EXERCISE AIM: Give the listing again, word for word.

DATA FOR THIS EXERCISE:

[Start of Attachment]

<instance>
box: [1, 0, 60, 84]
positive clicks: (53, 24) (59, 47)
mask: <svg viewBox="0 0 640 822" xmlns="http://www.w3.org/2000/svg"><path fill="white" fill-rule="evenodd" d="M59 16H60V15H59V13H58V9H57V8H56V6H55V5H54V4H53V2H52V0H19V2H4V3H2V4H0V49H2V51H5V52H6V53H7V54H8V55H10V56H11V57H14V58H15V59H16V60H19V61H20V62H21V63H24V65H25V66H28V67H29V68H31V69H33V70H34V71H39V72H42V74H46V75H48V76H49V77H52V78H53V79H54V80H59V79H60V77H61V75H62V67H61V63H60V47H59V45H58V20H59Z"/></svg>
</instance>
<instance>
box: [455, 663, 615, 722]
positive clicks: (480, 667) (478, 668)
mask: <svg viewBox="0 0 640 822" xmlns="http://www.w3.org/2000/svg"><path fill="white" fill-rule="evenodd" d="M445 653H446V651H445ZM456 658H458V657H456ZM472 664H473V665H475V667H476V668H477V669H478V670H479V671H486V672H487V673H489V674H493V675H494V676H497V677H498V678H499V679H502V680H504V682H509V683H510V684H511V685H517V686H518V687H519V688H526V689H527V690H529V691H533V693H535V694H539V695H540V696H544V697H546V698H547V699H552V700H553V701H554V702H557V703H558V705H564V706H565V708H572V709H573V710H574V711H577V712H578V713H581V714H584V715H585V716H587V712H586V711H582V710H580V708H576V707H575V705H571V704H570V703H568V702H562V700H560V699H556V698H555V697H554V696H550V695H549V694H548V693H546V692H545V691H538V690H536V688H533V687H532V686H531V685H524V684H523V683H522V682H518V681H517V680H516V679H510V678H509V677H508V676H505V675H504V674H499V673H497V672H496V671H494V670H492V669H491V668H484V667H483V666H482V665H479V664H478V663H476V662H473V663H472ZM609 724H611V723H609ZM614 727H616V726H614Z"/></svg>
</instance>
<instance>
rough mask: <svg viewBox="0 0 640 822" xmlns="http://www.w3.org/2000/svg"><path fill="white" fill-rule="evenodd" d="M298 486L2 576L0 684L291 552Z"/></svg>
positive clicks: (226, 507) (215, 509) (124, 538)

[End of Attachment]

RESPONSE TO THE EXERCISE:
<instance>
box: [1, 0, 60, 84]
positive clicks: (53, 24) (59, 47)
mask: <svg viewBox="0 0 640 822" xmlns="http://www.w3.org/2000/svg"><path fill="white" fill-rule="evenodd" d="M59 16H60V15H59V13H58V9H57V8H56V6H55V5H54V4H53V2H52V0H19V2H4V3H2V4H0V49H2V51H5V52H6V53H7V54H8V55H10V56H11V57H14V58H15V59H16V60H19V61H20V62H21V63H24V65H25V66H28V67H29V68H31V69H33V70H34V71H39V72H42V74H46V75H48V76H49V77H52V78H53V79H54V80H59V79H60V77H61V75H62V67H61V63H60V47H59V45H58V20H59Z"/></svg>
</instance>
<instance>
box: [455, 663, 615, 722]
positive clicks: (480, 667) (478, 668)
mask: <svg viewBox="0 0 640 822" xmlns="http://www.w3.org/2000/svg"><path fill="white" fill-rule="evenodd" d="M445 653H446V651H445ZM456 658H458V657H456ZM472 664H473V665H475V667H476V668H477V669H478V670H479V671H486V672H487V673H489V674H493V675H494V676H497V677H498V678H499V679H502V680H504V682H509V683H510V684H511V685H517V686H518V687H519V688H526V689H527V690H529V691H533V693H535V694H539V695H540V696H544V697H546V698H547V699H552V700H553V701H554V702H557V703H558V705H564V706H565V708H572V709H573V710H574V711H577V712H578V713H581V714H584V715H585V716H587V712H586V711H582V710H580V708H576V707H575V705H571V704H570V703H568V702H562V700H560V699H556V698H555V697H554V696H550V695H549V694H548V693H546V692H545V691H538V690H536V688H533V687H532V686H531V685H524V684H523V683H522V682H518V681H517V680H516V679H510V678H509V677H508V676H505V675H504V674H499V673H497V672H496V671H494V670H492V669H491V668H484V667H483V666H482V665H479V664H478V663H476V662H473V663H472ZM609 724H611V723H609ZM614 727H616V726H614Z"/></svg>
</instance>
<instance>
rough mask: <svg viewBox="0 0 640 822" xmlns="http://www.w3.org/2000/svg"><path fill="white" fill-rule="evenodd" d="M298 486L2 576L0 684L291 552Z"/></svg>
positive clicks: (226, 507) (215, 509) (124, 538)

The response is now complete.